= What is expected =
Count how many lines below include the string "every". Only that number should appear in the reply.

= Information provided =
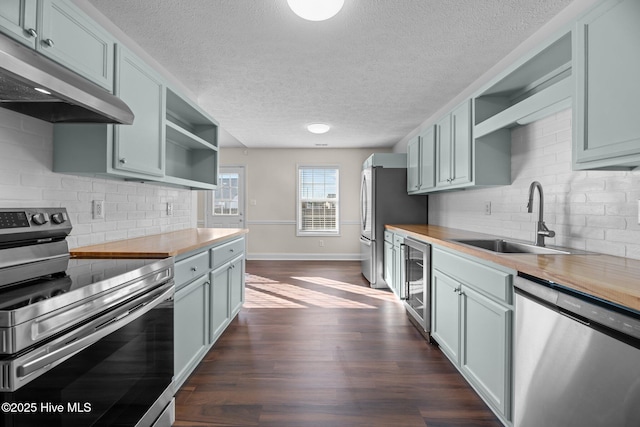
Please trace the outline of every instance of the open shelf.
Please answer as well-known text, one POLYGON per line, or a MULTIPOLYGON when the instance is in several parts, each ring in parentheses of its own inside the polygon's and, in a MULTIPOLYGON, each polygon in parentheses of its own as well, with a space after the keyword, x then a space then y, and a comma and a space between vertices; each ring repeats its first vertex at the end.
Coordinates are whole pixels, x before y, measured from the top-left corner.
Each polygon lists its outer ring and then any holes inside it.
POLYGON ((166 103, 165 181, 194 189, 215 189, 218 124, 170 88, 166 103))
POLYGON ((474 137, 570 107, 571 43, 569 31, 478 95, 474 99, 474 137))

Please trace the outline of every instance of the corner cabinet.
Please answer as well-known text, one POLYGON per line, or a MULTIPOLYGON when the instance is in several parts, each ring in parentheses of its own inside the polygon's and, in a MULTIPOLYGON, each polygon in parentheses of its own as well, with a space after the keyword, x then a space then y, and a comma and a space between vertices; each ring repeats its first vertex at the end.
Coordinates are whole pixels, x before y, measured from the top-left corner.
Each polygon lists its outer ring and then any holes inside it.
POLYGON ((512 419, 513 276, 433 248, 431 336, 489 407, 512 419))
POLYGON ((574 169, 640 166, 640 2, 608 0, 576 23, 574 169))
POLYGON ((244 237, 232 238, 176 257, 176 391, 242 308, 244 247, 244 237))

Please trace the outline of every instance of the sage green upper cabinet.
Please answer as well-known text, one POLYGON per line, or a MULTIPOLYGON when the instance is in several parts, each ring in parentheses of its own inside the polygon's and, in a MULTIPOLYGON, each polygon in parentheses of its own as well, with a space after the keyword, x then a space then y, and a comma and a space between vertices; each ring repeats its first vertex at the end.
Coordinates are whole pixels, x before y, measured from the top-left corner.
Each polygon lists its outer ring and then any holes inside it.
POLYGON ((53 171, 131 180, 164 178, 164 86, 154 70, 118 45, 115 94, 133 111, 132 125, 53 127, 53 171))
POLYGON ((605 1, 578 20, 574 69, 574 169, 640 166, 640 1, 605 1))
POLYGON ((420 137, 414 136, 407 142, 407 192, 420 189, 420 137))
POLYGON ((436 126, 436 186, 471 182, 471 102, 465 101, 436 126))
POLYGON ((36 47, 36 0, 0 1, 0 32, 36 47))
POLYGON ((68 0, 2 0, 0 31, 113 90, 115 39, 68 0))
POLYGON ((165 96, 162 79, 126 48, 117 47, 115 95, 133 111, 133 125, 115 127, 113 168, 164 175, 165 96))
POLYGON ((38 52, 111 91, 115 39, 66 0, 38 7, 38 52))
POLYGON ((435 187, 435 126, 429 126, 407 144, 407 192, 423 193, 435 187))

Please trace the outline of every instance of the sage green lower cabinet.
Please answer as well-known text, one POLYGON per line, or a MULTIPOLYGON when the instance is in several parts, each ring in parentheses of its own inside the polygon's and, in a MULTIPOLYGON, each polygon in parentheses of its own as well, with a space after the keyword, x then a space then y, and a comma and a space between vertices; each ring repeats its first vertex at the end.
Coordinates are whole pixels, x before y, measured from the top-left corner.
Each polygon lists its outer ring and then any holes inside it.
MULTIPOLYGON (((384 232, 384 281, 387 282, 387 286, 392 291, 396 286, 395 279, 395 252, 393 250, 393 233, 388 231, 384 232), (387 240, 387 234, 390 234, 390 241, 387 240)), ((394 291, 395 293, 395 291, 394 291)))
POLYGON ((399 298, 404 298, 404 235, 384 232, 384 280, 399 298))
POLYGON ((174 373, 182 384, 209 348, 208 275, 176 291, 174 305, 174 373), (188 333, 185 333, 188 331, 188 333))
POLYGON ((431 336, 506 425, 512 418, 513 275, 433 247, 431 336))
POLYGON ((222 334, 229 321, 229 265, 224 264, 211 272, 211 343, 222 334))
POLYGON ((443 353, 460 363, 460 283, 438 270, 431 281, 431 337, 443 353))
POLYGON ((231 262, 231 272, 229 273, 229 309, 230 317, 233 319, 244 304, 244 256, 236 258, 231 262))
POLYGON ((244 303, 244 237, 176 257, 174 390, 178 390, 244 303), (233 253, 232 259, 226 258, 233 253), (215 254, 221 255, 216 262, 215 254))
POLYGON ((460 369, 507 419, 511 404, 513 310, 462 286, 460 369))

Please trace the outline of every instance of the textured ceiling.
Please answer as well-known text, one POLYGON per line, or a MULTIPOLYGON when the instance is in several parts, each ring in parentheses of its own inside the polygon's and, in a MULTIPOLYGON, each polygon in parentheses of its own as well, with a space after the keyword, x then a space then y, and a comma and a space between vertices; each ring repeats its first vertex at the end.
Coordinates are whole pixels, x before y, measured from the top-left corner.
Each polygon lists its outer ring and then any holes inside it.
POLYGON ((247 147, 391 147, 571 0, 346 0, 324 22, 286 0, 89 2, 247 147))

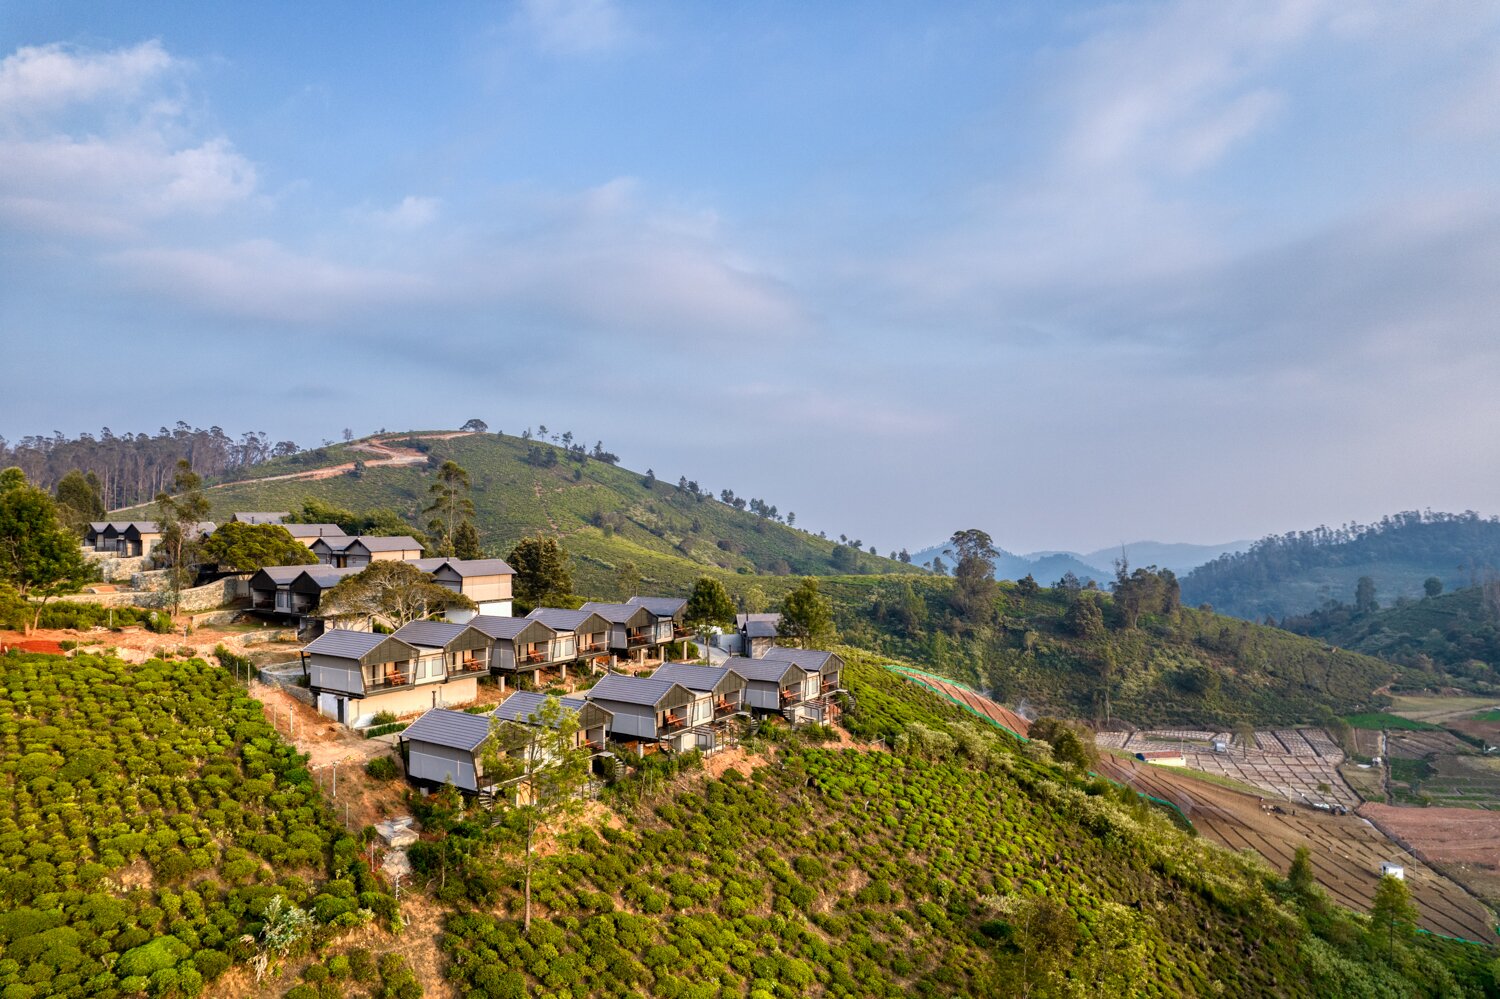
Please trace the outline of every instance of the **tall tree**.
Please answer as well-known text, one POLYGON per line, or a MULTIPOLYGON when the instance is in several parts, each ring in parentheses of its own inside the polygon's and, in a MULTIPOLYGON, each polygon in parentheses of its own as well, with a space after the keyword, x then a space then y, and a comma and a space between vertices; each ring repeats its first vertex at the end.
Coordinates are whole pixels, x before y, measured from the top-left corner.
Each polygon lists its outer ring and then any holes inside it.
POLYGON ((474 520, 474 501, 469 498, 469 473, 458 462, 448 460, 438 468, 437 478, 428 487, 429 502, 423 513, 429 515, 427 529, 432 532, 439 555, 454 554, 454 532, 465 521, 474 520))
POLYGON ((0 582, 32 602, 27 631, 36 628, 49 599, 76 593, 92 578, 78 539, 58 522, 52 497, 19 471, 0 476, 0 582))
POLYGON ((1380 609, 1375 599, 1375 580, 1370 576, 1359 577, 1354 584, 1354 610, 1360 614, 1373 614, 1380 609))
POLYGON ((1394 962, 1397 938, 1409 940, 1416 931, 1417 907, 1412 904, 1406 882, 1392 874, 1384 875, 1370 903, 1370 932, 1385 938, 1386 959, 1394 962))
POLYGON ((641 588, 641 570, 634 562, 621 562, 615 568, 615 593, 621 600, 633 597, 641 588))
POLYGON ((687 623, 696 631, 706 631, 713 625, 729 627, 734 624, 734 601, 724 584, 712 576, 700 576, 693 584, 684 612, 687 623))
POLYGON ((958 563, 953 568, 953 610, 971 625, 988 624, 995 617, 995 543, 984 531, 956 531, 948 542, 958 563))
POLYGON ((475 417, 474 419, 468 421, 467 423, 465 423, 463 426, 459 427, 458 429, 460 429, 460 430, 467 430, 470 433, 482 434, 485 431, 487 431, 487 430, 490 429, 490 425, 488 423, 485 423, 483 420, 479 419, 478 417, 475 417))
POLYGON ((831 645, 838 637, 833 627, 833 605, 819 592, 816 579, 804 578, 786 595, 776 633, 804 649, 831 645))
POLYGON ((484 558, 484 549, 479 545, 479 529, 472 520, 465 520, 453 532, 453 554, 458 558, 484 558))
POLYGON ((268 565, 312 565, 318 557, 280 524, 221 525, 203 542, 205 563, 236 572, 257 572, 268 565))
POLYGON ((197 573, 203 541, 201 525, 208 509, 203 479, 184 458, 177 463, 172 491, 156 495, 156 526, 161 532, 157 551, 167 564, 167 598, 173 614, 182 608, 182 591, 192 585, 197 573))
POLYGON ((400 628, 455 607, 473 610, 475 604, 439 586, 410 562, 371 562, 323 594, 318 616, 333 621, 374 618, 400 628))
POLYGON ((63 524, 82 537, 91 522, 103 520, 104 500, 99 496, 99 476, 73 469, 57 483, 57 514, 63 524))
POLYGON ((490 735, 480 752, 484 778, 502 793, 484 803, 502 833, 502 844, 522 853, 525 915, 531 932, 531 873, 539 833, 583 810, 580 791, 588 782, 589 750, 579 745, 578 714, 548 697, 526 724, 490 716, 490 735))
POLYGON ((567 600, 573 595, 568 552, 556 538, 522 538, 505 557, 516 570, 516 601, 527 608, 567 600))

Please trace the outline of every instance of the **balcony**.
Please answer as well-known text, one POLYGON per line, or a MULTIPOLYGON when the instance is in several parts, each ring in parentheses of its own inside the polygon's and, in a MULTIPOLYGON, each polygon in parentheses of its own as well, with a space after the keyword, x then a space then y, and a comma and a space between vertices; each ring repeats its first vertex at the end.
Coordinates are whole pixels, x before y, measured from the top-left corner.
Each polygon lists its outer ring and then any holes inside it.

= Result for this task =
7